# mettre un doigt dans l'eau



## StaSara

*mettre un doigt dans l'eau* 
 			 			 		  		 		 			 			La phrase complète est :"M. X tâtonnait, *mettait un doigt dans l'eau*, voyait des adversaires et partout des pièges à déjouer".... 
Elle est tiré d'une BD "l'obéissance" qui qui se déroule pendant la guerre mondiale. 

En réalité il faut que je traduise cette expression en italien alors si quelqu'un d'entre vous parle italien ça serait parfait!! 
Mais j'aimerait du moins comprendre la signification!

Merci d'avance à tous

Sara


----------



## Corsicum

_Intingere __il dito nell*'*acqua._
Pour une partie de la traduction voir la traduction de la bible (que je ne connais pas malgré les apparences) : 
_Parabola di Lazzaro e il ricco Epulone_
_Padre Abramo, abbi pietà di me e manda Lazzaro a intingere nell'acqua la punta del dito…_
http://it.wikipedia.org/wiki/Parabola_di_Lazzaro_e_il_ricco_Epulone

_Abraham mon père ayez pitié de moi et envoyez Lazare afin qu'il trempe l'extrémité de son doigt dans l'eau, ._


----------



## StaSara

_"Intingere __il dito nell*'*acqua."

DÉFIS:
[1] D'après le fil de discussion sur l'expression « mettre un doigt dans l'eau », répondez :
(a) De quelle BD la phrase citée est-elle tirée ?
(b) Dans quelle langue l'expression doit-elle être traduite ?
(c) Quelle parabole Corsicum renvoie-t-il à consulter ?
[2] Poursuivez le fil de discussion sur l'expression « mettre un doigt dans l'eau » après son dernier message.

Entrées d'un jeu de données:
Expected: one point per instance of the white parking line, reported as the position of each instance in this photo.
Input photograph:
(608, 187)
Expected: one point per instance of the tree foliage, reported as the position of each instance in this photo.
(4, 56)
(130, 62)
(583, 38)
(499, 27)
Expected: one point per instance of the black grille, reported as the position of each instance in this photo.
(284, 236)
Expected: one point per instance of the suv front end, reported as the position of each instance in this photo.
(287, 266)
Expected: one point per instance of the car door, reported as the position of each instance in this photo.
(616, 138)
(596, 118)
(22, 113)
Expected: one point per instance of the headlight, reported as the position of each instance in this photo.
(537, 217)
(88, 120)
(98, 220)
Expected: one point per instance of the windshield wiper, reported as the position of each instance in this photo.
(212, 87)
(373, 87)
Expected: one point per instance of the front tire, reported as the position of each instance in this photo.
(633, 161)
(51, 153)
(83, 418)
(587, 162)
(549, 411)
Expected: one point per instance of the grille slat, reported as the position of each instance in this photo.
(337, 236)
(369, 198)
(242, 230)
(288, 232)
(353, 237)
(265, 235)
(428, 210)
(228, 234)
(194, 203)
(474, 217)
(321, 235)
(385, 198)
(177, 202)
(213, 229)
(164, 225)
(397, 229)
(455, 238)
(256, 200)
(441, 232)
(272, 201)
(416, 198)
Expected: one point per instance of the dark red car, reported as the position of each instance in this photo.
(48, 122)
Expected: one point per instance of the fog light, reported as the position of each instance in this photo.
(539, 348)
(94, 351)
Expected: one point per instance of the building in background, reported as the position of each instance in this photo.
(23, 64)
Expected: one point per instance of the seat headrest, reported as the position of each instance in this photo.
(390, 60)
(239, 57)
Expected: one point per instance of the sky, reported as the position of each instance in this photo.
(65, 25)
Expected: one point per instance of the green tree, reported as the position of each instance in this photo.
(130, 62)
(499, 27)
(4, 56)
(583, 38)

CORRIGÉ DE L'EXERCICE:
[1]
(a) De la BD « l'obéissance ».
(b) En italien.
(c) La « Parabola di Lazzaro e il ricco Epulone ».

[2]
_Merci, une traduction mot à mot j'aurais su la faire...
Je me demandais s'il s'agissait d'une expression particulière française mais meme les Français autour de moi ne la connaissent pas..
Je ne vois pas le sens ici, dans ce contexte.


----------



## itka

*Peut-être*, mais il faudrait plus de contexte pour le savoir, ça pourrait signifier : "il tâte l'eau du bout du doigt" "il fait un essai pour voir si elle est trop chaude ou trop froide"... comme on peut faire avant de prendre un bain, par prudence, pour ne pas se brûler ou se geler... Ici, ça *peut* vouloir dire : "il examine prudemment la situation avant de _se mouiller"_ (= se décider à plonger dans l'action).

C'est difficile à dire. Non, l'expression n'est pas idiomatique, c'est une phrase que l'auteur a choisi d'écrire, mais pour évoquer quoi exactement, je ne sais pas et je trouve l'image assez bizarre.


----------



## Corsicum

StaSara said:


> _"Intingere __il dito nell*'*acqua."_
> 
> Merci, une traduction mot à mot j'aurais su la faire...
> Je me demandais s'il s'agissait d'une expression particulière française mais meme les Français autour de moi ne la connaissent pas..
> Je ne vois pas le sens ici, dans ce contexte.


Simples avis :

La traduction : Le fait que la phrase fasse allusion à la bible implique quasiment une traduction littérale, on a pas le choix compte tenu de toute la symbolique connue dans toutes les langues. La traduction littérale mot à mot devient une obligation et non une facilité.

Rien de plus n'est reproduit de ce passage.